_TASK DIRECTIONS_:
Only the lines from the one containing "pin: the crowd in" through the last line below should be written out, exactly and with both ends kept.
*** ROWS ***
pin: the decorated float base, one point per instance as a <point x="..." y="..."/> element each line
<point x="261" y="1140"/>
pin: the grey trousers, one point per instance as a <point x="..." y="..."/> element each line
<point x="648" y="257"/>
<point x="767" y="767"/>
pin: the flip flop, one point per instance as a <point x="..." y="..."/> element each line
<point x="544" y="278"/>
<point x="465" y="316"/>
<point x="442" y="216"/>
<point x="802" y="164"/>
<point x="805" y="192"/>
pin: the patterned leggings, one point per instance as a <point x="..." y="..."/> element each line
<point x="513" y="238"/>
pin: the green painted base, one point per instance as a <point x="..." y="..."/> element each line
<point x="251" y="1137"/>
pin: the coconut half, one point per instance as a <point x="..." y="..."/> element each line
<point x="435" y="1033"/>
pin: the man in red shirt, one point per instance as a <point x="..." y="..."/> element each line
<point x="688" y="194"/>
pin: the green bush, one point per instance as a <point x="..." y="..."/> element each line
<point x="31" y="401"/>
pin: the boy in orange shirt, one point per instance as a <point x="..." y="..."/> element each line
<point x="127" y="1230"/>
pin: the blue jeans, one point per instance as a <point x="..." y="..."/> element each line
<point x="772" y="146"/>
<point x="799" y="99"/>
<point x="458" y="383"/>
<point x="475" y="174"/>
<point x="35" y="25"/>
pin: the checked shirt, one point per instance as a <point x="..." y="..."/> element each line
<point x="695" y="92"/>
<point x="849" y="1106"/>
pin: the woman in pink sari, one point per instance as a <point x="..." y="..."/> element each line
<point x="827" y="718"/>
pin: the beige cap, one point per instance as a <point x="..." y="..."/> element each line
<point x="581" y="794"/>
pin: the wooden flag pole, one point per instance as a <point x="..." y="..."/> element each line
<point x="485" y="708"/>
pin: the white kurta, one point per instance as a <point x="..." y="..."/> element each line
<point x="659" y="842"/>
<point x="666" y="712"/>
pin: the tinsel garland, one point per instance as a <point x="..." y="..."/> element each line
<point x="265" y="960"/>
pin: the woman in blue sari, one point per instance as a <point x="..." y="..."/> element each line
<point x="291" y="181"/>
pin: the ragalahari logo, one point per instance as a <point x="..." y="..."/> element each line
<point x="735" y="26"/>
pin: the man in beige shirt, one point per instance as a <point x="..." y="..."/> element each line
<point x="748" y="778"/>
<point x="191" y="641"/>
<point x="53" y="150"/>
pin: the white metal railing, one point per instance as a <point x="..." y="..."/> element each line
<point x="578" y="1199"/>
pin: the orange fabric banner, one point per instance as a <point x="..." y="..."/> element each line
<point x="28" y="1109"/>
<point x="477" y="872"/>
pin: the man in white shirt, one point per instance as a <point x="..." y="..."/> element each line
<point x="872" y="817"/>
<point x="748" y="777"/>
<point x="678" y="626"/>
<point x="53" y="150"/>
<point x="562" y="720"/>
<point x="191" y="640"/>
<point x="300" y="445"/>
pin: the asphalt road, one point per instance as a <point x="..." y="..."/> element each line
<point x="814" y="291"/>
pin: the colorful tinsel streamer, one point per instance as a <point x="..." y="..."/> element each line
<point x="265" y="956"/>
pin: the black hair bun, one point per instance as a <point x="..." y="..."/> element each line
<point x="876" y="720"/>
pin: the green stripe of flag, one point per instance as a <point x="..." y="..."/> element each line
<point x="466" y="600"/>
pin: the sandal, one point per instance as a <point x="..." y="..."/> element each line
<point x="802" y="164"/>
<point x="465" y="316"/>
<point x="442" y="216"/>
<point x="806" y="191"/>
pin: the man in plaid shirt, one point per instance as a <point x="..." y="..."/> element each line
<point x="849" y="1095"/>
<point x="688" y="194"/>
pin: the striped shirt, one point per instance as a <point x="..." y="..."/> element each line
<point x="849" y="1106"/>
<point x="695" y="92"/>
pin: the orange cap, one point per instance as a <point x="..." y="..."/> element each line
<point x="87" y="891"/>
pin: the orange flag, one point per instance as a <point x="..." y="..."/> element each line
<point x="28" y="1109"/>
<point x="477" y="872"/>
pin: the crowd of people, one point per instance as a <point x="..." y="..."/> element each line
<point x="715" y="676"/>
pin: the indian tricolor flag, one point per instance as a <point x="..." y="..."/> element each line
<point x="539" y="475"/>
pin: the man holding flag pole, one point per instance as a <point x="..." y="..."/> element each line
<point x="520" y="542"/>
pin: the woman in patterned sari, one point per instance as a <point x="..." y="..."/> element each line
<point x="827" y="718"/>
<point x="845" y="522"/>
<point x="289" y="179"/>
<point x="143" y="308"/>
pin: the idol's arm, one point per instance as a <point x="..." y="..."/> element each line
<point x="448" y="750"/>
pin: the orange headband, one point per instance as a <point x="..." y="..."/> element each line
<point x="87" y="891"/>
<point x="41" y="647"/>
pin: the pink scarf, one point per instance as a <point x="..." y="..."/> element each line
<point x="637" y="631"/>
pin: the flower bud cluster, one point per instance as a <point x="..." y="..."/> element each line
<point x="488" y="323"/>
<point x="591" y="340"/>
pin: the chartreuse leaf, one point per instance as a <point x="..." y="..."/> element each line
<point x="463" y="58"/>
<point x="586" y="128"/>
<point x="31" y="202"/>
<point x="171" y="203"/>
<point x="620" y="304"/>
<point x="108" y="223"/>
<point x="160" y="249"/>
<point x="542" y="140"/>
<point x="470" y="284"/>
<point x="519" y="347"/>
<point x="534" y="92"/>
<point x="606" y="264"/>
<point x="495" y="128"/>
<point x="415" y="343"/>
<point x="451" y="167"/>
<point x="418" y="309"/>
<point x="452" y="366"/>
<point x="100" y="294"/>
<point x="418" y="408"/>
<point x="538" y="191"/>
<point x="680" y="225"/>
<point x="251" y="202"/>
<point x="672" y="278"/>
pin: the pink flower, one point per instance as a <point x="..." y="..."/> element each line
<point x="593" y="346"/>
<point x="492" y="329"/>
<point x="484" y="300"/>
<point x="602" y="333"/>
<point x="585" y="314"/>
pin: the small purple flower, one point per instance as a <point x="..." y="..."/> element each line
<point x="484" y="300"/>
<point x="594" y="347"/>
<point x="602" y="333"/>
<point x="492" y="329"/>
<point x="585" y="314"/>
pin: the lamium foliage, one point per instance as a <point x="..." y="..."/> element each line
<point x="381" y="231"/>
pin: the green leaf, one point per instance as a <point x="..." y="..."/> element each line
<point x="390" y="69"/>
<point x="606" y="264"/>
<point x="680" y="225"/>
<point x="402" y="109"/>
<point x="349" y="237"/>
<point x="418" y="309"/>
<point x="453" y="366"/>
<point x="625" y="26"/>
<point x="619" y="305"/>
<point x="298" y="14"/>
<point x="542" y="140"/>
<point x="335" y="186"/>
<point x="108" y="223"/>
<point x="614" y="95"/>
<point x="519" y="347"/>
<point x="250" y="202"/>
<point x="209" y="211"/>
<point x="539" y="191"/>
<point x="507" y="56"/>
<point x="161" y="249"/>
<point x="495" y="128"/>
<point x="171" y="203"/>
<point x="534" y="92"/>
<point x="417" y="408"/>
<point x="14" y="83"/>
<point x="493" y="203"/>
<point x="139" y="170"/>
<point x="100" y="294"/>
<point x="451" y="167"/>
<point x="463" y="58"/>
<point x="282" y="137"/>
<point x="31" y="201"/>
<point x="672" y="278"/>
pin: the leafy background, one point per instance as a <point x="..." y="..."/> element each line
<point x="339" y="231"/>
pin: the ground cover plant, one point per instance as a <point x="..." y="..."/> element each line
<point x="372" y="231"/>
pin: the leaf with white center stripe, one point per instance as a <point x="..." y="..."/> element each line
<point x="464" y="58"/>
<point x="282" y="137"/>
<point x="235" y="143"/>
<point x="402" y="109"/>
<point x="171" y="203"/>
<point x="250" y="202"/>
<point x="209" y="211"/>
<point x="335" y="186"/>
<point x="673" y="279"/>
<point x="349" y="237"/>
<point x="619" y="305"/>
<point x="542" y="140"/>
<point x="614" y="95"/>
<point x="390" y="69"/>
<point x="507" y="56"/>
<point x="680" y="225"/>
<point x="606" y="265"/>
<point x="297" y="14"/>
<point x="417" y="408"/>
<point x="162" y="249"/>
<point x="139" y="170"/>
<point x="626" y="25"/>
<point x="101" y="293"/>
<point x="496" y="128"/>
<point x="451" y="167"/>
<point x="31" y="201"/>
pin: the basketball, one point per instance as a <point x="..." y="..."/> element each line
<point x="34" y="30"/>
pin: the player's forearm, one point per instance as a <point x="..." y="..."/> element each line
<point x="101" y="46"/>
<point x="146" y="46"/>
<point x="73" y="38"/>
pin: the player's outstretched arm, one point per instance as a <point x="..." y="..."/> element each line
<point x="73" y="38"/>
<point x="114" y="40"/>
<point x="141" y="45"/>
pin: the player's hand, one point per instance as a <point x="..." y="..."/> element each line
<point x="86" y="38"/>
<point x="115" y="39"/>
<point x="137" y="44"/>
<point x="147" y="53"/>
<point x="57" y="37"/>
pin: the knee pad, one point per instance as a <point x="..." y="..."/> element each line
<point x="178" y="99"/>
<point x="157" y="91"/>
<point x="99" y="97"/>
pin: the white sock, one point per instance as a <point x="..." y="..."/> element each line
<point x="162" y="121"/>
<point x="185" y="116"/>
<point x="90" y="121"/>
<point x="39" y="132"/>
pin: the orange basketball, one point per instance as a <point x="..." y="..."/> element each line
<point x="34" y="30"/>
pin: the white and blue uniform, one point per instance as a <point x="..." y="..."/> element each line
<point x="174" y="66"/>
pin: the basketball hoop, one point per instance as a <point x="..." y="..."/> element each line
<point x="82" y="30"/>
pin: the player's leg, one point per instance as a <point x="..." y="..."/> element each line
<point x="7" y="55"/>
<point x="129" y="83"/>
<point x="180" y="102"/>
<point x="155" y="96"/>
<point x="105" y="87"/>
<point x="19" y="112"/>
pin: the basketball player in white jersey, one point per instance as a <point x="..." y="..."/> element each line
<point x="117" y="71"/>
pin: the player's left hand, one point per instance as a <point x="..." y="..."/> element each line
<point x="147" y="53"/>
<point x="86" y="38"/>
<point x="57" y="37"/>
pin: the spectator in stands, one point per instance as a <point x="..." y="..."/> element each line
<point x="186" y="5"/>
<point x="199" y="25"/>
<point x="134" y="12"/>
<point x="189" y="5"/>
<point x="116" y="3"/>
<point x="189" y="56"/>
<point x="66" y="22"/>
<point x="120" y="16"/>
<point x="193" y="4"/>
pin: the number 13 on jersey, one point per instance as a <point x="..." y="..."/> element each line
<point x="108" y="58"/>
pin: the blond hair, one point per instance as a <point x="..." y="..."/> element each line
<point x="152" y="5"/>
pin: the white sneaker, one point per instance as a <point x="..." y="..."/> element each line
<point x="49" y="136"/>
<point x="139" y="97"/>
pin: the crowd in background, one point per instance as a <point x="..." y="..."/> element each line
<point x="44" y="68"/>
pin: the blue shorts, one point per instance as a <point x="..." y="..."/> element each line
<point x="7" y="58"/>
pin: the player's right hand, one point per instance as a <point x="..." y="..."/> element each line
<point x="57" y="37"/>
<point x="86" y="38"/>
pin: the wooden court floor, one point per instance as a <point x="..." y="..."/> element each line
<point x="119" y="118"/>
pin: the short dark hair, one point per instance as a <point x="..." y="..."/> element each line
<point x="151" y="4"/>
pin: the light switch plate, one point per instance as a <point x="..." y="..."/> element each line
***
_SOLVED PROBLEM_:
pin: the crowd in background, one point per instance as a <point x="..." y="..."/> element each line
<point x="44" y="68"/>
pin: the blue shorts, one point per instance as a <point x="..." y="..."/> element each line
<point x="7" y="58"/>
pin: the player's right hand, one point per instance as a <point x="..." y="..."/> element each line
<point x="57" y="37"/>
<point x="86" y="38"/>
pin: the wooden court floor, one point per instance as a <point x="..." y="..."/> element each line
<point x="119" y="118"/>
pin: the short dark hair, one point per instance as a <point x="..." y="..."/> element each line
<point x="151" y="4"/>
pin: the light switch plate, one point per instance as a <point x="..." y="..."/> element each line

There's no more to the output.